*** Excerpt provided ***

Sen. Susan Collins Explains Why She Doesn’t Believe Kavanaugh Will Vote to Overturn Roe v. Wade

By CNSNews.com Staff | October 7, 2018 | 11:11 AM EDT

Sen. Susan Collins and Judge Brett Kavanaugh (Screen Capture)

(CNSNews.com) - When Sen. Susan Collins went to the House floor on Friday to say that she was going to vote for the confirmation of Brett Kavanaugh to the Supreme Court, she explained why she did not believe Kavanaugh would vote to overturn Roe v. Wade.

She suggested, instead, that he would be like Justices Sandra Day O’Connor, Anthony Kennedy and David Souter—all of whom, she noted, were appointed by Republican presidents at a time when the Republican platform called for overturning Roe.

All joined in the Supreme Court's 1992 opinion in Planned Parenthood v. Casey opinion that upheld Roe.

***

_Job:_ Copy out the news report on Senator Susan Collins and the Kavanaugh confirmation word for word, from its headline to its last sentence. The material that comes after this text has no connection to it.

*** Records provided ***

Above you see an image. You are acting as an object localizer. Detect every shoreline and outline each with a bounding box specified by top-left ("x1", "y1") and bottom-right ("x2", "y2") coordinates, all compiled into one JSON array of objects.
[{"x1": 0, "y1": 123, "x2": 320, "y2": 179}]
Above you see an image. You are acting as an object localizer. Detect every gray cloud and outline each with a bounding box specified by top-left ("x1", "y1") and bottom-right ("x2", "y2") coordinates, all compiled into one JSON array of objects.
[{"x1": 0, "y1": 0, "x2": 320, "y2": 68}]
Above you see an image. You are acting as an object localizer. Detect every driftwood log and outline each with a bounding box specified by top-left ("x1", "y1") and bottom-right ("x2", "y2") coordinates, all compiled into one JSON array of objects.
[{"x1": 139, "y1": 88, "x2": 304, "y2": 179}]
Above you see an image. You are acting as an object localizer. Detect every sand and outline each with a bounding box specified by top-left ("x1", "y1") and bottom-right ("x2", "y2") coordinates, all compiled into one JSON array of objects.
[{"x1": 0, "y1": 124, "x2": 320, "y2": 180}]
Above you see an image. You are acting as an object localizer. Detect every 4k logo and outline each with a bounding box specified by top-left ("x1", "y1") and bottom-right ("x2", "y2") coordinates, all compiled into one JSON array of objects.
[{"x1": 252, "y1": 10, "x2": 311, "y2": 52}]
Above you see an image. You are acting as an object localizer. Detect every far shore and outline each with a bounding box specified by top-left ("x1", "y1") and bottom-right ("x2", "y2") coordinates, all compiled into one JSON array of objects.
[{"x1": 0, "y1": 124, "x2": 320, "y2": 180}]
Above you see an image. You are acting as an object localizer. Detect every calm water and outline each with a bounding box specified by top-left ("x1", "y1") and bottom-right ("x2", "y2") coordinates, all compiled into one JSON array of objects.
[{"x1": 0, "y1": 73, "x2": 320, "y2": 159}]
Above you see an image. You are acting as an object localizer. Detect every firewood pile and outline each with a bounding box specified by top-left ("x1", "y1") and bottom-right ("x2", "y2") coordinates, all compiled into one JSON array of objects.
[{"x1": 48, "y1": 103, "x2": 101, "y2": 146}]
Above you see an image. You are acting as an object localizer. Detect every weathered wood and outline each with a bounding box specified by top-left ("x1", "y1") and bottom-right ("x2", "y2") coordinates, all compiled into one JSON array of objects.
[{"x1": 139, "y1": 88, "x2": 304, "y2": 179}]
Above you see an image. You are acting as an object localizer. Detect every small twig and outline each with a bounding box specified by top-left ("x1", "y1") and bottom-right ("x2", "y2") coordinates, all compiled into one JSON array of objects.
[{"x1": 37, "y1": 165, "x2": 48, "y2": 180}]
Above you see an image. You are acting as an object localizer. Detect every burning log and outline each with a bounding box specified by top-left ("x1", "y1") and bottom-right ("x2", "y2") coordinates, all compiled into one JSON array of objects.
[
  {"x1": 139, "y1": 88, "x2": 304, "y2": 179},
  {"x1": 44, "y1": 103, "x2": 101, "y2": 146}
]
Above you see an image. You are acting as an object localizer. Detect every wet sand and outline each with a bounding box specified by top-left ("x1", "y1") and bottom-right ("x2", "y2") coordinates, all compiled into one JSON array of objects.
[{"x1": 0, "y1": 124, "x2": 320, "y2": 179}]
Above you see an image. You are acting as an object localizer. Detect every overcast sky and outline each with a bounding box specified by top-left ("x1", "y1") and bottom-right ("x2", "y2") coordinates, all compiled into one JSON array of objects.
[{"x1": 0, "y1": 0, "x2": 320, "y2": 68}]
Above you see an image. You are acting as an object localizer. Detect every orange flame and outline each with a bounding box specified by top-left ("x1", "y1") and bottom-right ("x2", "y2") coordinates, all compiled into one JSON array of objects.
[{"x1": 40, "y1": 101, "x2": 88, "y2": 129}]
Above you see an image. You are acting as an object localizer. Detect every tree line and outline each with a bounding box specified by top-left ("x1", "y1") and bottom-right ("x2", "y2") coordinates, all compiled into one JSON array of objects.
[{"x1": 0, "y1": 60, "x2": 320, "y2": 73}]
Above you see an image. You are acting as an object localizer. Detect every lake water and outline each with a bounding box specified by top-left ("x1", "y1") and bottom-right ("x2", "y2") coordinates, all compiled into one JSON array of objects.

***

_Result of this exercise:_
Sen. Susan Collins Explains Why She Doesn’t Believe Kavanaugh Will Vote to Overturn Roe v. Wade

By CNSNews.com Staff | October 7, 2018 | 11:11 AM EDT

Sen. Susan Collins and Judge Brett Kavanaugh (Screen Capture)

(CNSNews.com) - When Sen. Susan Collins went to the House floor on Friday to say that she was going to vote for the confirmation of Brett Kavanaugh to the Supreme Court, she explained why she did not believe Kavanaugh would vote to overturn Roe v. Wade.

She suggested, instead, that he would be like Justices Sandra Day O’Connor, Anthony Kennedy and David Souter—all of whom, she noted, were appointed by Republican presidents at a time when the Republican platform called for overturning Roe.

All joined in the Supreme Court's 1992 opinion in Planned Parenthood v. Casey opinion that upheld Roe.